** Begin Exercise data **

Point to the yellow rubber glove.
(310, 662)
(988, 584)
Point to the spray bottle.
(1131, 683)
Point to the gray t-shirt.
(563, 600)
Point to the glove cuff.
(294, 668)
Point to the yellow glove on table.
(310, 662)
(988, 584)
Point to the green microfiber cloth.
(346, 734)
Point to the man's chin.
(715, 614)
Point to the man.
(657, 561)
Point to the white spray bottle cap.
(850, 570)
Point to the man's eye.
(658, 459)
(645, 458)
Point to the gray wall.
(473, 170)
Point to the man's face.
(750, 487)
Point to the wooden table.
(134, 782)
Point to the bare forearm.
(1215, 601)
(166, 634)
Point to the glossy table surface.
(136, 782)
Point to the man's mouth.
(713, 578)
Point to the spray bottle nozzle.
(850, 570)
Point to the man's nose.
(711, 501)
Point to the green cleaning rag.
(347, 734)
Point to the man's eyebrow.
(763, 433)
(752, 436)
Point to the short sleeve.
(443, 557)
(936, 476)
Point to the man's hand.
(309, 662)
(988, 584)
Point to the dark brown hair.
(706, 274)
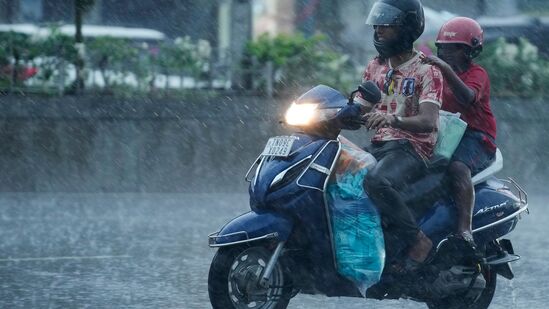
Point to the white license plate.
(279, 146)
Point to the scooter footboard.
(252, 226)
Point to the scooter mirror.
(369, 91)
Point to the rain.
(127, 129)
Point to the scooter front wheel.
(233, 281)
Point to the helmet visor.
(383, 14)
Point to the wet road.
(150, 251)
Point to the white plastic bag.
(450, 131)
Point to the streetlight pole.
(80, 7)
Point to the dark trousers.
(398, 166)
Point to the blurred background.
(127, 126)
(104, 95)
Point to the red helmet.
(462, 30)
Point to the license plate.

** End Exercise data **

Reproduce every one of the rows above word for word, leaving out the pictures.

Point to the yellow rubber glove.
(310, 662)
(988, 584)
Point to the spray bottle.
(1131, 683)
Point to the gray t-shirt.
(563, 600)
Point to the glove cuff.
(294, 668)
Point to the yellow glove on table.
(310, 662)
(988, 584)
Point to the green microfiber cloth.
(346, 734)
Point to the man's chin.
(715, 614)
Point to the man.
(657, 561)
Point to the white spray bottle cap.
(850, 570)
Point to the man's eye.
(658, 459)
(645, 458)
Point to the gray wall.
(473, 170)
Point to the man's face.
(750, 487)
Point to the wooden table.
(134, 782)
Point to the bare forearm.
(1215, 601)
(166, 634)
Point to the glossy table surface.
(136, 782)
Point to the man's mouth.
(713, 578)
Point to the spray bottle nozzle.
(850, 570)
Point to the man's nose.
(711, 501)
Point to the green cleaning rag.
(347, 734)
Point to the man's eyebrow.
(763, 433)
(752, 436)
Point to the short sleeve.
(443, 557)
(936, 476)
Point to the man's hand.
(309, 662)
(988, 584)
Point to the dark brown hair.
(706, 274)
Point to the white license plate.
(279, 146)
Point to the scooter footboard.
(252, 226)
Point to the scooter mirror.
(369, 91)
Point to the rain.
(127, 129)
Point to the scooter front wheel.
(233, 281)
Point to the helmet visor.
(383, 14)
Point to the wet road.
(150, 251)
Point to the white plastic bag.
(450, 131)
Point to the streetlight pole.
(80, 7)
Point to the dark trousers.
(398, 166)
Point to the blurred background.
(127, 126)
(104, 95)
Point to the red helmet.
(462, 30)
Point to the license plate.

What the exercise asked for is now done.